* [AIM]:
Take the line containing "Return one point per instance of the metal eyeglass" and every line after it in the data below, and print them exactly as given, with nothing else.

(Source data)
┏━━

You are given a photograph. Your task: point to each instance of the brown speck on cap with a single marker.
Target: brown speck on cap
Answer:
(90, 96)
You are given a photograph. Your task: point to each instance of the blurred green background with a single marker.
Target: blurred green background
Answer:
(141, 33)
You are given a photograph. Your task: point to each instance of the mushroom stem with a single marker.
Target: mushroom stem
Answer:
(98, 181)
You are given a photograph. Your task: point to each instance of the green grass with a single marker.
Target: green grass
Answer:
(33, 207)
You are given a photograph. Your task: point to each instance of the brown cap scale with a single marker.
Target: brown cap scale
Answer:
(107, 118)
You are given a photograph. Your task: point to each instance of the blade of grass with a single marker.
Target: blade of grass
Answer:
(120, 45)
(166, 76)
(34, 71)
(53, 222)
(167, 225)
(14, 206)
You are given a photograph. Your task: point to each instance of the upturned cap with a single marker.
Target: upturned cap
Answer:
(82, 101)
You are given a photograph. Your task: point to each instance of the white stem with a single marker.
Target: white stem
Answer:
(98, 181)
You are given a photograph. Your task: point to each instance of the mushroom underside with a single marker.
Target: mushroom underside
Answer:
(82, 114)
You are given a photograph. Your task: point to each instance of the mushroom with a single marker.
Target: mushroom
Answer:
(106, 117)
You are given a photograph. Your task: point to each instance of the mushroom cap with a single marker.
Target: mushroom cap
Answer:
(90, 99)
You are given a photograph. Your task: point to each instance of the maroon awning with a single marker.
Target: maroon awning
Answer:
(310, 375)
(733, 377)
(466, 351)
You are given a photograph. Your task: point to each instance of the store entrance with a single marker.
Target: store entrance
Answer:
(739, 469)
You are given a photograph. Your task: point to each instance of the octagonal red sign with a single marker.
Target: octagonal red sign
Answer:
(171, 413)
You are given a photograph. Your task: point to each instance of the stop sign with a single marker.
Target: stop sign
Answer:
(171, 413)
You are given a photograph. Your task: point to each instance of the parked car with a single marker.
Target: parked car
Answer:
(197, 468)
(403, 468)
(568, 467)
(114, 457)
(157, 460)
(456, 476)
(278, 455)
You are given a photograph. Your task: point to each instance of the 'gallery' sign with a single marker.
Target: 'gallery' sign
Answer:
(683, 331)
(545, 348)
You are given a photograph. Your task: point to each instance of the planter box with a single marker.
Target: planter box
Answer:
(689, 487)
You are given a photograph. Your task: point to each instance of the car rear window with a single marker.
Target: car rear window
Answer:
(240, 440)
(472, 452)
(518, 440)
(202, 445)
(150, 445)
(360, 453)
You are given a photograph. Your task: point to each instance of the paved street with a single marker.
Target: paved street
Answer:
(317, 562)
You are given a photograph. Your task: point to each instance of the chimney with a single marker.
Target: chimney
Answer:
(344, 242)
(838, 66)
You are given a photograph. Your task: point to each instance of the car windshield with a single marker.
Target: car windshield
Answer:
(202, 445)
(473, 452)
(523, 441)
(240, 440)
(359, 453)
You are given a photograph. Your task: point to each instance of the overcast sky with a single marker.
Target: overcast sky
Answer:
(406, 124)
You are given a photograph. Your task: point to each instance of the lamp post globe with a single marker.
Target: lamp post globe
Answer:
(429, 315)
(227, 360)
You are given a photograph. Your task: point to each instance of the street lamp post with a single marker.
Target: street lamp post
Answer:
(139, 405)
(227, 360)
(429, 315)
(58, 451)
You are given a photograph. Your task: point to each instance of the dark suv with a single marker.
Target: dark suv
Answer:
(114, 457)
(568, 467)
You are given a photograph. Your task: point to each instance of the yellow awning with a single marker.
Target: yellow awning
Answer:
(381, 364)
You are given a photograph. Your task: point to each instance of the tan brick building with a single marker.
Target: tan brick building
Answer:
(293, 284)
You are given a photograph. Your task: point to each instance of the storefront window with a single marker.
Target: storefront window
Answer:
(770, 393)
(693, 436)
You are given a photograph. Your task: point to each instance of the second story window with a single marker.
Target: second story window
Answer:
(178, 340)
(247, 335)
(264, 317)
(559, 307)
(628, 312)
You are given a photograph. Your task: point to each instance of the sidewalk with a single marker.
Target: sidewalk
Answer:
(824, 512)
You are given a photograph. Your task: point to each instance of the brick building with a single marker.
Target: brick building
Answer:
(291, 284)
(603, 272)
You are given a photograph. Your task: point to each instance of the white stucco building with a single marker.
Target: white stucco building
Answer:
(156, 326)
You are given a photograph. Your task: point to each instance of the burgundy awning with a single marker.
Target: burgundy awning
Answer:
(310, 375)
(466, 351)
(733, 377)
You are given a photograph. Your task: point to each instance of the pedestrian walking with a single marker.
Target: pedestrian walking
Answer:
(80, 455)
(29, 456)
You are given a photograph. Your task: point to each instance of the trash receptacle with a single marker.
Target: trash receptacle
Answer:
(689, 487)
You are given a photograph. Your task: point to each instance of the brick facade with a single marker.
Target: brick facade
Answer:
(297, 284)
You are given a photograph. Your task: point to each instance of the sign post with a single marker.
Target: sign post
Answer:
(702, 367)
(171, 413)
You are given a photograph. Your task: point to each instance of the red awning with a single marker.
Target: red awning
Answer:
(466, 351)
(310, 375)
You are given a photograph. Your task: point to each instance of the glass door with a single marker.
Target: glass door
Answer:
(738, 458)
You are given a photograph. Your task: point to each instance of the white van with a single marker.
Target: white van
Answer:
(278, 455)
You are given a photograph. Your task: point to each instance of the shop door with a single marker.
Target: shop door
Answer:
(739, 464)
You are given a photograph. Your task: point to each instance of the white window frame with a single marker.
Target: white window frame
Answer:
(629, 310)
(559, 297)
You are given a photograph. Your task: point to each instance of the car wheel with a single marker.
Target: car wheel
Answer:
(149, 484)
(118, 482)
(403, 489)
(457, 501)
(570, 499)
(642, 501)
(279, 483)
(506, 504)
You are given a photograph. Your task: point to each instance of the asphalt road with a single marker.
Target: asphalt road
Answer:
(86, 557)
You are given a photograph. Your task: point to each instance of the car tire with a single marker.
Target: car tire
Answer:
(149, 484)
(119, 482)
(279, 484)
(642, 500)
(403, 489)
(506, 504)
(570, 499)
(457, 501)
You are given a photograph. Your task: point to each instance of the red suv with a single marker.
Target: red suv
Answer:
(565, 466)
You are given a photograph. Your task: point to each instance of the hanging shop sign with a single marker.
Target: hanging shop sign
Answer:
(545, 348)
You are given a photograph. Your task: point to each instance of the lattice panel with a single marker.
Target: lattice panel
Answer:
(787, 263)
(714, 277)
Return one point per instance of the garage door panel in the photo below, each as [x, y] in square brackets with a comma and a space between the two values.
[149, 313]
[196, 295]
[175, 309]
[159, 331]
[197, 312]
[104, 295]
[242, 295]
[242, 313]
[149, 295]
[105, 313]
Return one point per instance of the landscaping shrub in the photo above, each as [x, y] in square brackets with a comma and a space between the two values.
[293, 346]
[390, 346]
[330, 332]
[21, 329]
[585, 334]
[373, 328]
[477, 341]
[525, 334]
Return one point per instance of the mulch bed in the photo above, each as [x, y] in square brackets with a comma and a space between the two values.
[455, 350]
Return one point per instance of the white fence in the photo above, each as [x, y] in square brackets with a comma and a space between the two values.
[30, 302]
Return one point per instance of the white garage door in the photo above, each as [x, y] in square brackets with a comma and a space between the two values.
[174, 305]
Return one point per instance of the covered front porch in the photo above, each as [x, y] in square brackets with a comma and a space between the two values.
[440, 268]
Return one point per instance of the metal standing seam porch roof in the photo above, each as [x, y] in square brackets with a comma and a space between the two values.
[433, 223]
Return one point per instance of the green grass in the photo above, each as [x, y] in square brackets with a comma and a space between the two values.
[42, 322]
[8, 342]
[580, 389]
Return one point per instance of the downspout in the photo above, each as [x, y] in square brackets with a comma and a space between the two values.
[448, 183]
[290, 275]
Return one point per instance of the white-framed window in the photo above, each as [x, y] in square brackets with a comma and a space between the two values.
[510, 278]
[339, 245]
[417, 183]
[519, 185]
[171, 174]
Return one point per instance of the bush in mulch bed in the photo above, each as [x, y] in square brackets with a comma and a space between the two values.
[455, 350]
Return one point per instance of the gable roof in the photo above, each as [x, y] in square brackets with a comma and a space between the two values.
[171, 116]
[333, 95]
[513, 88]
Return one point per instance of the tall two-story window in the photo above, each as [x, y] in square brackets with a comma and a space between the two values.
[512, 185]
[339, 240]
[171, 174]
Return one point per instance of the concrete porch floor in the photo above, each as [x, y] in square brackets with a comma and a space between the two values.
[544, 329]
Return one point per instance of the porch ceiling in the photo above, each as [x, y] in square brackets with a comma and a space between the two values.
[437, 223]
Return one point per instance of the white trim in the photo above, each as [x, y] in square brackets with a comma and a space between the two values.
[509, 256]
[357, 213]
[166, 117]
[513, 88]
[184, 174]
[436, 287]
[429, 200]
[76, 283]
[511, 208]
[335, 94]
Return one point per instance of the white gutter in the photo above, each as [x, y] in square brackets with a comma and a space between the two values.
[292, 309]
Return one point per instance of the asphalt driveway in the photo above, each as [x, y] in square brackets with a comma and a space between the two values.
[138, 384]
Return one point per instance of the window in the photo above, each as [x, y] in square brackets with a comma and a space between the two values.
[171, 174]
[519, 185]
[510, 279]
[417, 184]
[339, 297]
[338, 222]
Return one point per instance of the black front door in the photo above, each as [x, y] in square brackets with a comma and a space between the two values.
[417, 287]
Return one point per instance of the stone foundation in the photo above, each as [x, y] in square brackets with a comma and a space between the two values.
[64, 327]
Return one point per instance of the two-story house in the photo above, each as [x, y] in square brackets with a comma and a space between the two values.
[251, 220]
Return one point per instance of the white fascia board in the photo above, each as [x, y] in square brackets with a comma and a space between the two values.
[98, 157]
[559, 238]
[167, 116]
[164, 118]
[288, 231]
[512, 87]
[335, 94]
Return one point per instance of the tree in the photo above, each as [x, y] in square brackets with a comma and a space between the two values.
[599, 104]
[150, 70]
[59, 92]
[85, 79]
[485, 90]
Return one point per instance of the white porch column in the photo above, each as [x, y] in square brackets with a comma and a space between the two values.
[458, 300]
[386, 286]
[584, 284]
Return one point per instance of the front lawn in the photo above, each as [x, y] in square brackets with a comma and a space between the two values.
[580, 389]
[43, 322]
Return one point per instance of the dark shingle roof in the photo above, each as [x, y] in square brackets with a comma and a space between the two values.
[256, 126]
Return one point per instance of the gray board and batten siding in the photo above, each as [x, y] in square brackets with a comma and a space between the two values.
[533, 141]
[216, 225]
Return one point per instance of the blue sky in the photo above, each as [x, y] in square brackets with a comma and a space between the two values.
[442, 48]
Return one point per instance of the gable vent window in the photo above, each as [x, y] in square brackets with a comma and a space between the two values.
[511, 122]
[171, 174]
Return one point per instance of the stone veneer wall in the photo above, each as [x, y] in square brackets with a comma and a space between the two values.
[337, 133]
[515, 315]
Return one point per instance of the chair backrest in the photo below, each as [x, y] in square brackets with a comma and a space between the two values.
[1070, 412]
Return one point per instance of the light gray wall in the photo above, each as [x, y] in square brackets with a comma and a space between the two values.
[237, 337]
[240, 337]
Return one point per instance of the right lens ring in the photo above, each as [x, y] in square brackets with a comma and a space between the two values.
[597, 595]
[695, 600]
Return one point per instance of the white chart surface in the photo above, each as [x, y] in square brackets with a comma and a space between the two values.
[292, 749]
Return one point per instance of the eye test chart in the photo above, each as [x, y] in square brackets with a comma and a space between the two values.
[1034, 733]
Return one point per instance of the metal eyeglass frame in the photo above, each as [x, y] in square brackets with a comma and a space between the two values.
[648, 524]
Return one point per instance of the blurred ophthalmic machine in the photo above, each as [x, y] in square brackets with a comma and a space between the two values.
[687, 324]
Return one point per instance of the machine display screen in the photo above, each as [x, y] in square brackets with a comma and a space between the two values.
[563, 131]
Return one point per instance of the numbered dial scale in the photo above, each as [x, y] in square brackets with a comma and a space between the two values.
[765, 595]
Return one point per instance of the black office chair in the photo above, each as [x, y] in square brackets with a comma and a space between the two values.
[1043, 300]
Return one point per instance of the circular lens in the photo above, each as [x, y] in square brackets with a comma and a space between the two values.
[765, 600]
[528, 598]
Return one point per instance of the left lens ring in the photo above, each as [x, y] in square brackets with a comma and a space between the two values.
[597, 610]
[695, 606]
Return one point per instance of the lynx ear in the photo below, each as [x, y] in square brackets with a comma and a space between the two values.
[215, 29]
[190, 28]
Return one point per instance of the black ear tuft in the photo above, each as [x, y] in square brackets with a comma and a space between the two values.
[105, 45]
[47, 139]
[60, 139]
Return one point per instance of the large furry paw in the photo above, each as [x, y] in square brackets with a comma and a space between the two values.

┗━━

* [TASK SOLUTION]:
Return one point per instance of the metal eyeglass frame in the photo above, each as [x, y] in square brackets with a comma and a space between the two values.
[648, 524]
Return one point per instance of the blurred ophthalmic machine in the photo above, each as [x, y] in square brackets with a comma and a space between the two values.
[687, 324]
Return one point per instance of the machine display screen in the photo above, each as [x, y] in square brackets with a comma and a space between the two values.
[563, 131]
Return one point per instance of the numbered dial scale in the photo above, each as [x, y] in square brackets with a comma and a space between the two values.
[765, 595]
Return one point per instance of the black office chair in the photo above, each as [x, y] in square brackets with a comma and a space between the two values.
[1043, 300]
Return one point per instance of the circular lens in the photo above, each as [x, y] in square brackets with a comma and a space between the two values.
[765, 600]
[528, 598]
Return one point per instance of the left lens ring in the photo above, each as [x, y] in square brackets with a comma and a space between the two values.
[597, 610]
[695, 606]
Return one point per instance of the lynx ear in the photo below, each as [x, y] in square brackets with a comma and a space between the two values.
[215, 29]
[190, 28]
Return one point per instance of the black ear tuft in the photo above, each as [x, y] in square brackets with a comma and a space between the two values.
[105, 45]
[47, 139]
[60, 139]
Return one point per instance of the large furry paw in the photo above, each as [x, y] in square brackets with a comma and a space between the two values.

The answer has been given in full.